Data in this exercise »

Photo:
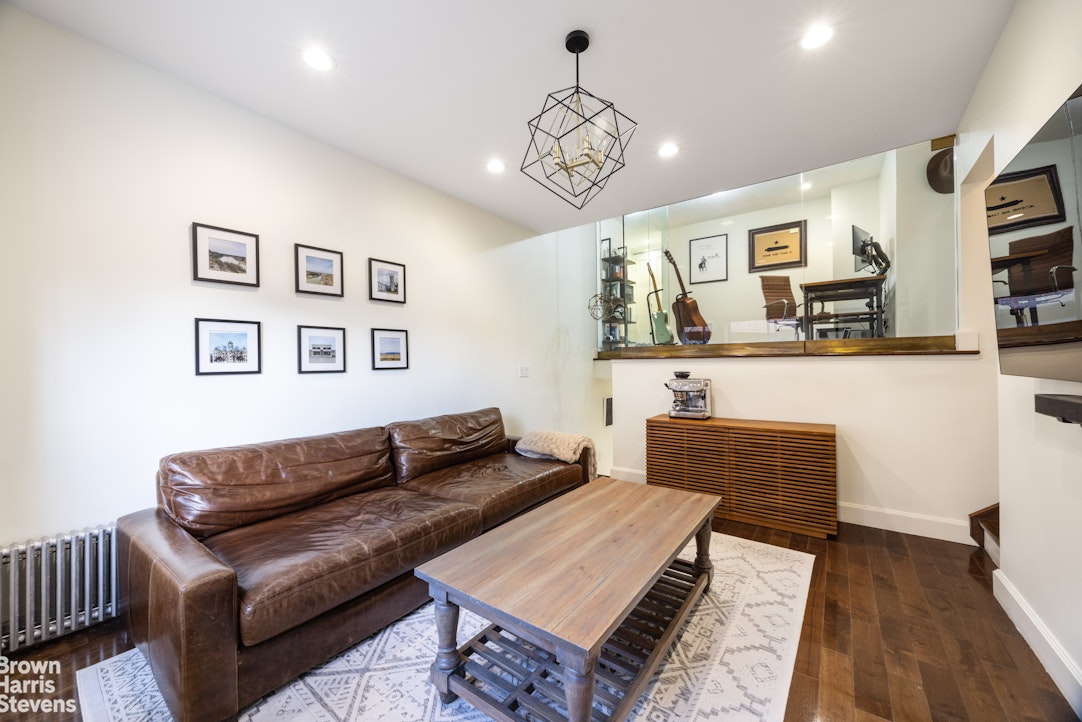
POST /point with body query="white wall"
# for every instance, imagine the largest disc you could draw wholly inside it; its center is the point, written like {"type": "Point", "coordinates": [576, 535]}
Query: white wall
{"type": "Point", "coordinates": [105, 166]}
{"type": "Point", "coordinates": [913, 433]}
{"type": "Point", "coordinates": [1036, 65]}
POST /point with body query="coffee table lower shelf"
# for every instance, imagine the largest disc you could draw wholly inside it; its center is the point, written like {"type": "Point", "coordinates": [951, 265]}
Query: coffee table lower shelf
{"type": "Point", "coordinates": [510, 678]}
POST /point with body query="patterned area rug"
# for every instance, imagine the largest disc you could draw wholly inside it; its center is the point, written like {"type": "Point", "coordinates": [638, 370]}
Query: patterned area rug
{"type": "Point", "coordinates": [733, 660]}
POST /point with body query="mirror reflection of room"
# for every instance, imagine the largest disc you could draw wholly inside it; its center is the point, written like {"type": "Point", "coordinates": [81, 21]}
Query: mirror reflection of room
{"type": "Point", "coordinates": [817, 256]}
{"type": "Point", "coordinates": [1034, 235]}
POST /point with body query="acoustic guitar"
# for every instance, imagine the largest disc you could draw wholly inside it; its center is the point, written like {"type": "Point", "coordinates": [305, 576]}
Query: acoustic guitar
{"type": "Point", "coordinates": [690, 326]}
{"type": "Point", "coordinates": [659, 328]}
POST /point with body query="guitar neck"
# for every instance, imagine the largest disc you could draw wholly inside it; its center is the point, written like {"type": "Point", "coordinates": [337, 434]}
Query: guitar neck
{"type": "Point", "coordinates": [680, 280]}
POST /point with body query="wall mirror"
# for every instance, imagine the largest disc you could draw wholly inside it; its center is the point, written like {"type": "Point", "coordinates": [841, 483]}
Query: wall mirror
{"type": "Point", "coordinates": [1034, 235]}
{"type": "Point", "coordinates": [869, 245]}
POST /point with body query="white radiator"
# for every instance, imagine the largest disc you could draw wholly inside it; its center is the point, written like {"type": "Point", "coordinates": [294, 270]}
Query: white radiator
{"type": "Point", "coordinates": [56, 586]}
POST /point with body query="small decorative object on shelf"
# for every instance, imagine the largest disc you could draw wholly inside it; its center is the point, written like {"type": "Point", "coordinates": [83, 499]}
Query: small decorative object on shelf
{"type": "Point", "coordinates": [1065, 407]}
{"type": "Point", "coordinates": [612, 306]}
{"type": "Point", "coordinates": [691, 396]}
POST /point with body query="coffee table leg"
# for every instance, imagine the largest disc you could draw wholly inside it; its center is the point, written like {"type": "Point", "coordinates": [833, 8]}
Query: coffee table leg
{"type": "Point", "coordinates": [448, 658]}
{"type": "Point", "coordinates": [702, 563]}
{"type": "Point", "coordinates": [579, 687]}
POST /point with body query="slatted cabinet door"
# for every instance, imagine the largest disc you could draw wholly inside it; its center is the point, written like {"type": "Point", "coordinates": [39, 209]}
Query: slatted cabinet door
{"type": "Point", "coordinates": [772, 473]}
{"type": "Point", "coordinates": [683, 457]}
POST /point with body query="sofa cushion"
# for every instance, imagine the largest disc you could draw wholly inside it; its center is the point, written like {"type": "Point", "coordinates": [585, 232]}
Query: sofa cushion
{"type": "Point", "coordinates": [219, 489]}
{"type": "Point", "coordinates": [501, 485]}
{"type": "Point", "coordinates": [292, 568]}
{"type": "Point", "coordinates": [439, 442]}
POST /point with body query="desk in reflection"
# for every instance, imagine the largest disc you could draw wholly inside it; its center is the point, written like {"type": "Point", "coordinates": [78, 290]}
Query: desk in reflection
{"type": "Point", "coordinates": [860, 288]}
{"type": "Point", "coordinates": [1017, 302]}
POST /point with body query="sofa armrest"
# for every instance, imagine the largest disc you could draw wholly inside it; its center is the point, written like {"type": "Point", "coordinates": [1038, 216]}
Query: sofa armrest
{"type": "Point", "coordinates": [180, 602]}
{"type": "Point", "coordinates": [585, 463]}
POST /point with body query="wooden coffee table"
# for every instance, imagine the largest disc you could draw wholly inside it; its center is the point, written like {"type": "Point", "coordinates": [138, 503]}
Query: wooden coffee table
{"type": "Point", "coordinates": [584, 593]}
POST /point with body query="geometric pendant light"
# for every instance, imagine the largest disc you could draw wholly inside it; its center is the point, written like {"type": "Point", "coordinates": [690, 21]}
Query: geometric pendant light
{"type": "Point", "coordinates": [578, 140]}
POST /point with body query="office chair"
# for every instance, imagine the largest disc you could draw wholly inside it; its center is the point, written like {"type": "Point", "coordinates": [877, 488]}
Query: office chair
{"type": "Point", "coordinates": [781, 307]}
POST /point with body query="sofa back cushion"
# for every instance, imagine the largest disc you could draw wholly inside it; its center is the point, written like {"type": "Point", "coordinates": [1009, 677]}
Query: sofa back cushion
{"type": "Point", "coordinates": [443, 441]}
{"type": "Point", "coordinates": [219, 489]}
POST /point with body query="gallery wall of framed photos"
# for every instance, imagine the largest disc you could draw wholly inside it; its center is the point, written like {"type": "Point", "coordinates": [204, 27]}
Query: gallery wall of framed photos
{"type": "Point", "coordinates": [234, 346]}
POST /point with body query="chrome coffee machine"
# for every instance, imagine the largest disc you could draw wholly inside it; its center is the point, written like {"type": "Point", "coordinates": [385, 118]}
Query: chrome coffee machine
{"type": "Point", "coordinates": [690, 396]}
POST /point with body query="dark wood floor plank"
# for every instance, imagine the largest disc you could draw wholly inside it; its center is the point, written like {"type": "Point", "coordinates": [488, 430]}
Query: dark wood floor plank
{"type": "Point", "coordinates": [940, 690]}
{"type": "Point", "coordinates": [909, 588]}
{"type": "Point", "coordinates": [908, 699]}
{"type": "Point", "coordinates": [897, 644]}
{"type": "Point", "coordinates": [835, 687]}
{"type": "Point", "coordinates": [973, 681]}
{"type": "Point", "coordinates": [870, 688]}
{"type": "Point", "coordinates": [803, 705]}
{"type": "Point", "coordinates": [945, 647]}
{"type": "Point", "coordinates": [836, 617]}
{"type": "Point", "coordinates": [1027, 666]}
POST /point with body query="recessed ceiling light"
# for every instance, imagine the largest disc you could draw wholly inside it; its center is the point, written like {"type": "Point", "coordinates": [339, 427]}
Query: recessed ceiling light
{"type": "Point", "coordinates": [318, 58]}
{"type": "Point", "coordinates": [816, 37]}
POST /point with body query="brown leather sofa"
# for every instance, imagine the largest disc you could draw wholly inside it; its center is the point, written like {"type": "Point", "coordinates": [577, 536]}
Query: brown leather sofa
{"type": "Point", "coordinates": [263, 561]}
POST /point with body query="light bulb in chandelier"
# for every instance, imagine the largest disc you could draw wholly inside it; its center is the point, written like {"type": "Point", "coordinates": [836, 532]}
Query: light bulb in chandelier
{"type": "Point", "coordinates": [578, 140]}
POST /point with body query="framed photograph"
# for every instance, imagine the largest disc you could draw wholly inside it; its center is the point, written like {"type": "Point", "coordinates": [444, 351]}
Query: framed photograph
{"type": "Point", "coordinates": [390, 349]}
{"type": "Point", "coordinates": [1025, 198]}
{"type": "Point", "coordinates": [224, 257]}
{"type": "Point", "coordinates": [386, 280]}
{"type": "Point", "coordinates": [227, 346]}
{"type": "Point", "coordinates": [782, 246]}
{"type": "Point", "coordinates": [709, 259]}
{"type": "Point", "coordinates": [318, 270]}
{"type": "Point", "coordinates": [320, 350]}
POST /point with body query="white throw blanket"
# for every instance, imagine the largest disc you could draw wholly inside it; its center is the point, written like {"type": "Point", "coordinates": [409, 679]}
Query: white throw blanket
{"type": "Point", "coordinates": [557, 445]}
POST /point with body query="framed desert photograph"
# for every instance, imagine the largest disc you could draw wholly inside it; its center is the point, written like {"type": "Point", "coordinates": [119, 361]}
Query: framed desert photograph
{"type": "Point", "coordinates": [386, 280]}
{"type": "Point", "coordinates": [782, 246]}
{"type": "Point", "coordinates": [320, 350]}
{"type": "Point", "coordinates": [227, 346]}
{"type": "Point", "coordinates": [317, 270]}
{"type": "Point", "coordinates": [709, 259]}
{"type": "Point", "coordinates": [224, 257]}
{"type": "Point", "coordinates": [390, 349]}
{"type": "Point", "coordinates": [1024, 198]}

Task to complete » Pull out every line of the rows above that contains the word "chandelier", copying each one in full.

Solution to this task »
POST /point with body query="light bulb in chandelier"
Query: light bulb in chandelier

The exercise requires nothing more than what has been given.